# The problem:
Count the lines in the entries that contain the string "image", matching case exactly, and give only that number.

Begin Given records

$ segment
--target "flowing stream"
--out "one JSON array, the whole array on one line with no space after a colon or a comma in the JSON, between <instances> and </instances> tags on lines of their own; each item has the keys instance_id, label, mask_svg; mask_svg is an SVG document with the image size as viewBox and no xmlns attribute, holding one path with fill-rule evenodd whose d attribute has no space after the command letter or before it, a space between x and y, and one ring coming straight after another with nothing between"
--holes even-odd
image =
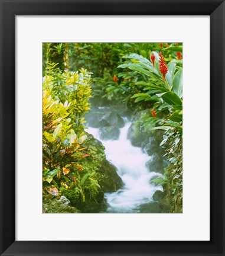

End Given records

# Task answer:
2